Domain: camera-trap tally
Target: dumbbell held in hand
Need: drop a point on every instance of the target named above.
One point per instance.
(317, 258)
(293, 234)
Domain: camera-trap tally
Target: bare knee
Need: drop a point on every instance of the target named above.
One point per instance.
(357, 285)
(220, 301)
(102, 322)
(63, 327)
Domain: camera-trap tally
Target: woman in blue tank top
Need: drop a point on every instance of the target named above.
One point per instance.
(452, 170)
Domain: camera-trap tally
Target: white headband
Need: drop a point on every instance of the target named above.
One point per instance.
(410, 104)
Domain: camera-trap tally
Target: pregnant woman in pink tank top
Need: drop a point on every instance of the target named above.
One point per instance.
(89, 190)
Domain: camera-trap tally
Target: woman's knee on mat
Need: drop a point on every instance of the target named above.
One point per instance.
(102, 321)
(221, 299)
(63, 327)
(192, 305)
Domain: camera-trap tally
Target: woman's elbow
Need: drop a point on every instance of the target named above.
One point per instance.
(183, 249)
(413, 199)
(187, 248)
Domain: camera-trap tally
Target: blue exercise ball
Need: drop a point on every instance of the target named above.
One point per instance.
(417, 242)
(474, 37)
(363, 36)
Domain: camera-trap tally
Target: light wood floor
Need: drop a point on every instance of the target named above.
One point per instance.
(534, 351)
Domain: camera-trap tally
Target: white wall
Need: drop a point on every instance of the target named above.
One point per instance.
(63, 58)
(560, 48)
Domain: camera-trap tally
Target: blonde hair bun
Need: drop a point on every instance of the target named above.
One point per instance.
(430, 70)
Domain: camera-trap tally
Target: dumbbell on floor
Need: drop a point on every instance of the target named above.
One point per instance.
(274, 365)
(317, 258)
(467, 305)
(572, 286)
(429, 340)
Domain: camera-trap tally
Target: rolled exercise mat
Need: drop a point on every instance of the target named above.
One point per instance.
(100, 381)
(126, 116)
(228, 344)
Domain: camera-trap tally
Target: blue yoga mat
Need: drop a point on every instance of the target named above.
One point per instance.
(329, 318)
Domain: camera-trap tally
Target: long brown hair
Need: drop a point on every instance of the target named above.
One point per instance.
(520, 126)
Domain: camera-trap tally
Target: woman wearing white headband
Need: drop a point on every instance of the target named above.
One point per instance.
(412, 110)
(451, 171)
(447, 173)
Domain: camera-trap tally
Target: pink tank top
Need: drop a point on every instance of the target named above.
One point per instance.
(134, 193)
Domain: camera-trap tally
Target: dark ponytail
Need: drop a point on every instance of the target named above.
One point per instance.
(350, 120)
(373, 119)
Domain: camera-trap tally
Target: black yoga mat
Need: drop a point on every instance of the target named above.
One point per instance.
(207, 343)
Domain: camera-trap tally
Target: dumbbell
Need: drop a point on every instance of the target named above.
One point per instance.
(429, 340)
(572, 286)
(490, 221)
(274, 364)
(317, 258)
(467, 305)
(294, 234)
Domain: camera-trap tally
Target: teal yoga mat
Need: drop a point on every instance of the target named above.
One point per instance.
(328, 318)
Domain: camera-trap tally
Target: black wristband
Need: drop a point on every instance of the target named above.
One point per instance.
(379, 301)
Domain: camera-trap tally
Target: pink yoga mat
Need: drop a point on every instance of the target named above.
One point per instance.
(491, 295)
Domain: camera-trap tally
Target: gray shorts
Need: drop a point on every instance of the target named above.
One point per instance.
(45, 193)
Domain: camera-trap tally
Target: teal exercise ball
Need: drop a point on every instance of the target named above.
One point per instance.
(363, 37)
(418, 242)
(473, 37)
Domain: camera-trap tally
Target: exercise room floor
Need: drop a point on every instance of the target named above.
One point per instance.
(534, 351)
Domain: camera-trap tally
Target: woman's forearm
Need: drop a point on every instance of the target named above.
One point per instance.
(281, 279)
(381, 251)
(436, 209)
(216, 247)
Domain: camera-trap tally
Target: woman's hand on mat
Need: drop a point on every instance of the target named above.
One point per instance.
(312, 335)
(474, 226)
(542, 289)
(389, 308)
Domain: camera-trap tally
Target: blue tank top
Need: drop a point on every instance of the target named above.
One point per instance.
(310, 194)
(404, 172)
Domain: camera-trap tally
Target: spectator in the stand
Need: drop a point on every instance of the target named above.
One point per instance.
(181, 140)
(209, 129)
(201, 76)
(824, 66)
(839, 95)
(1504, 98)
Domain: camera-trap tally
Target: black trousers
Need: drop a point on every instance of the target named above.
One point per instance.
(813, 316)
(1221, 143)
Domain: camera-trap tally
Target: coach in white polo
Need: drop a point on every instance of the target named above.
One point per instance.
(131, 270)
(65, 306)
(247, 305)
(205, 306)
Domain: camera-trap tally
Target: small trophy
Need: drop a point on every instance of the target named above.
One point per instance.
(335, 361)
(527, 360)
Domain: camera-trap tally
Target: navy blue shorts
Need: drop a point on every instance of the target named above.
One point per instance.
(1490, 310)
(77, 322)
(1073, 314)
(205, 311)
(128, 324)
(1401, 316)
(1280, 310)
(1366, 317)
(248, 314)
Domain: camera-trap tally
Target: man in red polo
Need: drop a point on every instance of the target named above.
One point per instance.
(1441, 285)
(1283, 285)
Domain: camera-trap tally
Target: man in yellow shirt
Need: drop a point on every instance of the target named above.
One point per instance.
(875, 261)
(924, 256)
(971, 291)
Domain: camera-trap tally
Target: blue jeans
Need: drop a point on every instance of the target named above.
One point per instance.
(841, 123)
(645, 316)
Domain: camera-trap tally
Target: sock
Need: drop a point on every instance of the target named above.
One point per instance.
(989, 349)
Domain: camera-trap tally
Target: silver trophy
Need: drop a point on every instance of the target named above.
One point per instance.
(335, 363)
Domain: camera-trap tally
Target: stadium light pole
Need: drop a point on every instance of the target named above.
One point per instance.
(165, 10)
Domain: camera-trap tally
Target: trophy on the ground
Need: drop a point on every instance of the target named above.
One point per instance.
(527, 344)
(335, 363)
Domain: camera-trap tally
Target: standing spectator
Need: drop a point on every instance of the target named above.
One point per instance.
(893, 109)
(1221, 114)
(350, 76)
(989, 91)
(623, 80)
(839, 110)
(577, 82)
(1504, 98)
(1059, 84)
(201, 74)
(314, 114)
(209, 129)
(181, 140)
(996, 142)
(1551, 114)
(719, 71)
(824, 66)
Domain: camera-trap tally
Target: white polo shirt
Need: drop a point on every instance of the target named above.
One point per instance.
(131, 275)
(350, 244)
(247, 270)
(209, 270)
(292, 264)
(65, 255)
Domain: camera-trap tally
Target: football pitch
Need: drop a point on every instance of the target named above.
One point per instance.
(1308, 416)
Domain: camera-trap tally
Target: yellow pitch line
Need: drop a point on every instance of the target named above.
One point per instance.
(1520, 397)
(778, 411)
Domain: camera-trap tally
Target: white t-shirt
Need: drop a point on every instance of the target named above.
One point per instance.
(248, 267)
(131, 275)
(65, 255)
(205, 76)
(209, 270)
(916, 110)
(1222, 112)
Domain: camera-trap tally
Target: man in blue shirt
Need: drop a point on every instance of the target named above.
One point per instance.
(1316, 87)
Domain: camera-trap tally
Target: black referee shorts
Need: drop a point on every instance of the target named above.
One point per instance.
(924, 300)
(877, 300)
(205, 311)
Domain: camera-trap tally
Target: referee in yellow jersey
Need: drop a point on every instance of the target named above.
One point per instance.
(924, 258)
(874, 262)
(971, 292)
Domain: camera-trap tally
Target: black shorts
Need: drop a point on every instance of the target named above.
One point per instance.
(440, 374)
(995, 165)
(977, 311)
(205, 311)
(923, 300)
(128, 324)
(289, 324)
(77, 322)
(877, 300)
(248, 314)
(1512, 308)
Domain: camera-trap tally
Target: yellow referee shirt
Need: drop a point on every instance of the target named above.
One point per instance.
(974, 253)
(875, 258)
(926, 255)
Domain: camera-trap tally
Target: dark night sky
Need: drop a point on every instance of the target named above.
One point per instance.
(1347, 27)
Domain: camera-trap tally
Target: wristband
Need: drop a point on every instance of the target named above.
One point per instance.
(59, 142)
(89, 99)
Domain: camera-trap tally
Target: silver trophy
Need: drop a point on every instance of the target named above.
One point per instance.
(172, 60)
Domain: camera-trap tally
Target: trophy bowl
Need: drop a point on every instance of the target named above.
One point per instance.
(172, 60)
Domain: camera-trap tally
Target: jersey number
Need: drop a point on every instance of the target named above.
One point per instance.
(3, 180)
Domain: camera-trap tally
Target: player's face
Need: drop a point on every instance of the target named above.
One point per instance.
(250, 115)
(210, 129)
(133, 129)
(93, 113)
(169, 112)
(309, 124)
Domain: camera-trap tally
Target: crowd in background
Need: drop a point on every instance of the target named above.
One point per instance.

→ PROBLEM DETAILS: Gather every line of the material above that contains the word "polo" and copy each line in full. Count only matches with the same capitalization.

→ TASK OUTPUT:
Target: coach in white polo
Target: man in red polo
Target: white polo shirt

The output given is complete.